- Sorunlar ve Görevler -
1. Kayıtlarda "of the window" ifadesini içeren satırdan başlayıp "[[115, 246], [272, 227], [143, 226]]" ifadesini içeren satıra kadar, iki uç da dahil, bütün satırları istekleriyle birlikte yeniden yaz ve yalnızca bu satırları ver. Yalnızca yanıtlardaki piksel koordinatlarını 1,8 ile çarpıp tam sayıya yuvarlayarak ölçeklendir; buçukları yukarı yuvarla, isteklerdeki ve örnek biçimlerdeki sayıları olduğu gibi bırak.
2. Katar'daki Dünya Kupası inşaatlarında çalışan göçmen işçileri anlatan metni, bittiği yerden devam ettirerek genişlet.

- Okunacak Metin -

Buradasınız
Dünya Kupası Göçmen İşçilerin Kanı Üzerinde Yükseliyor
Esenyurt’tan bir eğitim emekçisi

2022 yılında Katar’da düzenlenecek Dünya Kupası için uluslararası müsabakalar yakın zamanda başladı. Müsabakalar sırasında ve sonrasında Almanya, Norveç, Hollanda ve İrlanda başta olmak üzere bazı ulusal ekiplerin gündeminde turnuvanın oynanacağı statların ve bölgenin inşaatında çalışan göçmen işçilerin koşulları vardı. Norveçli futbolcular “sahada ve saha dışında insan hakları” yazan tişörtler giydi, Almanya ekibi tişörtleriyle “insan hakları” yazısını oluşturdular ve Hollandalılar “futbol değişimi destekler” yazan formalar giydiler. Futbol takımlarının protestoları, futbolcuların maçtan önce ve sonra işçilerin yaşadığı koşulları aktaran demeçler vermeleriyle basında daha çok yer tuttu.
Dünya Kupasının tartışmalı bir şekilde Katar’a verildiği 2010 senesinden bu yana ülkede eşi görülmemiş bir inşaat programı başlatıldı. Yedi yeni stadyuma ek olarak, yeni bir havalimanı, yollar, toplu taşıma sistemleri, oteller ve dünya kupası finaline ev sahipliği yapacak yeni bir şehir gibi düzinelerce büyük proje tamamlandı veya devam ediyor. Bu projeler sırasında büyük çoğunluğu Hindistan, Pakistan, Nepal, Bangladeş ve Sri Lanka’dan olan 6500’den fazla insanın şantiyelerde iş cinayetine kurban gittiği basına yansımıştı. Katar’ın dünya kupasına ev sahipliği yapacağının açıklandığı Aralık 2010’dan bu yana her hafta bu beş Güney Asya ülkesinden ortalama 12 göçmen işçi hayatını kaybetti. Filipinler ve Kenya da dâhil olmak üzere diğer bazı ülkelerden göçmen işçilerin ölümleri ile 2020’nin son aylarında meydana gelen ölümler bu sayılara dâhil edilmediğinden gerçekleşen iş cinayetlerinin görünenden çok daha fazla olduğu tahmin edilmektedir.

Bir veri kümesinden alınan kayıtlar:

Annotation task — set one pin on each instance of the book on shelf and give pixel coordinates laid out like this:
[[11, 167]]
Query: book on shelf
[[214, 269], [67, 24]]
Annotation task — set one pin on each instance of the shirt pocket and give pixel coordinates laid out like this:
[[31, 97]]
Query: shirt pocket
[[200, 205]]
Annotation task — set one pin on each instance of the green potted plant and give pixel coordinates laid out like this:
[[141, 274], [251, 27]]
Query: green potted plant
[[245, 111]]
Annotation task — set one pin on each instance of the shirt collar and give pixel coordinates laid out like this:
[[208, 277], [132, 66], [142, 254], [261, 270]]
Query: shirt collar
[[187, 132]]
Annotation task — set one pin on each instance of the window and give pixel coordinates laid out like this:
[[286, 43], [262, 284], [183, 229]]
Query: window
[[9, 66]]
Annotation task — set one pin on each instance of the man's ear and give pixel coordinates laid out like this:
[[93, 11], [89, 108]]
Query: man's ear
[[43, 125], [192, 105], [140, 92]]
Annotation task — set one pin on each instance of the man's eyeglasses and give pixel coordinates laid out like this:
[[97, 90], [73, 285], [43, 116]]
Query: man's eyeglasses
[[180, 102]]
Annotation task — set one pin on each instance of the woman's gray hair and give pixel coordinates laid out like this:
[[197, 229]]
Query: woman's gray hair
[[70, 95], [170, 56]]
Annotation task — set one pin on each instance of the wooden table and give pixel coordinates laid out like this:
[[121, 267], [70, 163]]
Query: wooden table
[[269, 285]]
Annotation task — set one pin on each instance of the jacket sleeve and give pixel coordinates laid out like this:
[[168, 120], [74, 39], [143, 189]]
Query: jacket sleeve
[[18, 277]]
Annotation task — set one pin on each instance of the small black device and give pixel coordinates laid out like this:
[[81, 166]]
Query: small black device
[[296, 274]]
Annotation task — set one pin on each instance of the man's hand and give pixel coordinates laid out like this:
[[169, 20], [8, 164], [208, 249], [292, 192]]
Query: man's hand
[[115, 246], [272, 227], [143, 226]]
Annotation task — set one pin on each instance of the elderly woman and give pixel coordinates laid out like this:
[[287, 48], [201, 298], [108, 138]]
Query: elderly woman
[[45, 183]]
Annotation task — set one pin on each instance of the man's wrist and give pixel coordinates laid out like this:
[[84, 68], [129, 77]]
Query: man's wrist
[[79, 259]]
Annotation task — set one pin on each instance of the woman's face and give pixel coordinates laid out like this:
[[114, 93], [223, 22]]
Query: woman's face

- Görevlere Göre Çıktılar -
1.
Annotation task — set one pin on each instance of the window and give pixel coordinates laid out like this:
[[286, 43], [262, 284], [183, 229]]
Query: window
[[16, 119]]
Annotation task — set one pin on each instance of the man's ear and give pixel coordinates laid out like this:
[[93, 11], [89, 108]]
Query: man's ear
[[77, 225], [346, 189], [252, 166]]
Annotation task — set one pin on each instance of the man's eyeglasses and give pixel coordinates laid out like this:
[[97, 90], [73, 285], [43, 116]]
Query: man's eyeglasses
[[324, 184]]
Annotation task — set one pin on each instance of the woman's gray hair and give pixel coordinates laid out like this:
[[197, 229]]
Query: woman's gray hair
[[126, 171], [306, 101]]
Annotation task — set one pin on each instance of the wooden table and give pixel coordinates laid out like this:
[[121, 267], [70, 163]]
Query: wooden table
[[484, 513]]
Annotation task — set one pin on each instance of the jacket sleeve and give pixel coordinates laid out like this:
[[168, 120], [74, 39], [143, 189]]
Query: jacket sleeve
[[32, 499]]
Annotation task — set one pin on each instance of the small black device and give pixel coordinates laid out like this:
[[81, 166]]
Query: small black device
[[533, 493]]
Annotation task — set one pin on each instance of the man's hand and give pixel coordinates laid out like this:
[[169, 20], [8, 164], [208, 249], [292, 192]]
Query: man's hand
[[207, 443], [490, 409], [257, 407]]

2.
Katar’ı da kapsayan Körfez İşbirliği Konseyi ülkelerinde uygulanan “Kafala” yani “kefillik” ya da “Sponsorluk Sistemi” işçilerin vizelerinden ve yasal statülerinden sorumlu olan ülke içi bir kefilin veya “sponsor”un (genellikle işverenleri) olması esasına dayanıyor. Bu sistem ile göçmen işçiler dizginsizce sömürülüyor, iş cinayetlerinde hayatını kaybediyor ve pasaportları ellerinden alınarak yurtdışına çıkışları, iş değişikliği yapmaları patronların eline bırakılıyor. Koşullara karşı mücadele eden işçiler türlü tehditlerle sindirilerek, ulusal ve uluslararası kamuoyuna seslerini duyurmalarının önüne geçiliyor. Tüm bu engellemelere rağmen işçiler bir şekilde seslerini duyurabildiler. Dünya Kupası inşaatlarında yaşanan cinayetlerin boyutunu yerel ve uluslararası mücadele örgütleri ile insan hakları örgütlerinin mücadelesi de ortaya koyuyor. Katar bunun üzerine çalışma yasalarını elden geçirmek zorunda kalmıştır. Daha önce geçici asgari ücret 750 riyal (206 $) iken Ağustos 2020 itibariyle ülkedeki tüm işçiler için geçerli olan asgari ücret 1000 riyal (275 $) olarak belirlenmiştir. “Kafala” sistemi ile gelen ve işçilerin iş değiştirmek veya işten ayrılmak için vizelerine sponsor olan işverenin iznini alma zorunluluğu da ortadan kaldırılmıştır. Ayrıca işverenlerin yiyecek ve konaklama için de aylık 800 riyal ek ödenek sağlaması kararlaştırılmıştır.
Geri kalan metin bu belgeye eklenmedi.